[WHAT YOU NEED TO DO]:
An exact copy of all the data is required.

Natural-language object grounding data

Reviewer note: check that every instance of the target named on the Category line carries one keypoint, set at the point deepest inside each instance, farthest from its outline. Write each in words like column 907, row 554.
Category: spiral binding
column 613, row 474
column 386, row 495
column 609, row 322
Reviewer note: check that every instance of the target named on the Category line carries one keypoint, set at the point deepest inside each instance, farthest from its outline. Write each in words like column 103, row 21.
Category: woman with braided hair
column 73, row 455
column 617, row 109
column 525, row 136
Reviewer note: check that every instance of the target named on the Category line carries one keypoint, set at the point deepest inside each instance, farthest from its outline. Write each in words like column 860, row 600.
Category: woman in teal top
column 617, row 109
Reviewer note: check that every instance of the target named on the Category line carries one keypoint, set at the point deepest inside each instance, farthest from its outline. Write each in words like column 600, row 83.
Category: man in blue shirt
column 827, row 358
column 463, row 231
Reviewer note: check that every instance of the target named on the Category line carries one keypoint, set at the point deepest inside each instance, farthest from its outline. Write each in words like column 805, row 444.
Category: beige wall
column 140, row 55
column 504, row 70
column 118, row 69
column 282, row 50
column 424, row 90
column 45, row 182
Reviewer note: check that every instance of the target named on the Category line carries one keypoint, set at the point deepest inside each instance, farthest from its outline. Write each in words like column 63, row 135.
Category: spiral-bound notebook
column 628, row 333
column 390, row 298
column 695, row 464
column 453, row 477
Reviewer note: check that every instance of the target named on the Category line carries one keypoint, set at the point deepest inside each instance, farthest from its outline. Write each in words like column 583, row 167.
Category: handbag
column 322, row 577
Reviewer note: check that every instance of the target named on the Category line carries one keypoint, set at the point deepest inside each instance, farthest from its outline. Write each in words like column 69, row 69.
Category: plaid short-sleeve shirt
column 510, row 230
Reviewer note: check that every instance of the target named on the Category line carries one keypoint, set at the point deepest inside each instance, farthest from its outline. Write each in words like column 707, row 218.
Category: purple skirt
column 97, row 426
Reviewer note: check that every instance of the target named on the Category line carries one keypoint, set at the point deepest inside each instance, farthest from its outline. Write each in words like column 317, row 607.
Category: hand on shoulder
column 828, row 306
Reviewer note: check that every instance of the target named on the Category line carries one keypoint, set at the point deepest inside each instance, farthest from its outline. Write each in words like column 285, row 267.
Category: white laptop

[ANSWER SECTION]:
Reviewer note: check that every instance of the target named on the Category line carries one keypoint, set at the point deepest inside each instance, farthest from its outline. Write each in words like column 907, row 554.
Category: spiral binding
column 613, row 474
column 386, row 495
column 609, row 322
Reviewer note: check that every instance of the target named on the Category line carries one keypoint, set at the point deepest inside each instance, farthest from its outline. Write each in words like column 103, row 21.
Category: woman with braided hair
column 73, row 455
column 617, row 109
column 525, row 136
Reviewer note: check that every instance of the target named on the Category line carries one keypoint, set at the point deepest inside each instance, farthest from its outline. Write each in words like column 860, row 600.
Category: woman in teal top
column 617, row 109
Reviewer note: check that every instance of the target named on the Category line carries one keypoint, set at the point deepest inside each instance, farthest from its outline. Write each in words like column 600, row 83.
Category: man in blue shirt
column 827, row 358
column 463, row 231
Reviewer note: check that every instance of the target named on the Category line carries one keypoint, set at the point deepest inside each instance, farthest from its outline. Write each in words like column 805, row 444.
Category: beige wall
column 140, row 55
column 504, row 70
column 118, row 69
column 282, row 50
column 424, row 90
column 45, row 182
Reviewer note: check that every instance of the target named on the Category line carries one keypoint, set at the point deepest inside each instance, farthest from its outline. Write each in words like column 63, row 135.
Category: spiral-bound notebook
column 628, row 333
column 390, row 298
column 695, row 464
column 453, row 477
Reviewer note: check that every instance of the target named on the Category line carries one keypoint, set at the point deepest inside each instance, farthest from its outline. Write each in words like column 583, row 167.
Category: handbag
column 322, row 577
Reviewer note: check that every instance of the target named on the Category line carries one keypoint, set at the point deepest inside each instance, farthest from its outline. Write each in words like column 69, row 69.
Category: plaid short-sleeve shirt
column 510, row 230
Reviewer note: check that every instance of the target named on the Category line carries one keypoint, set at the point deepest inside each instance, farthest from its outline. Write each in words like column 707, row 218.
Category: purple skirt
column 97, row 426
Reviewer note: check that every instance of the target named on the Category line carries one keypoint, set at the point deepest inside each instance, farthest from its outline. Write each in words like column 317, row 607.
Category: hand on shoulder
column 828, row 306
Reviewer note: check that every instance of the target named on the Category line carries one keypoint, set at the point deepest inside each instance, farthest from its outline. Write each in words like column 285, row 267.
Category: white laptop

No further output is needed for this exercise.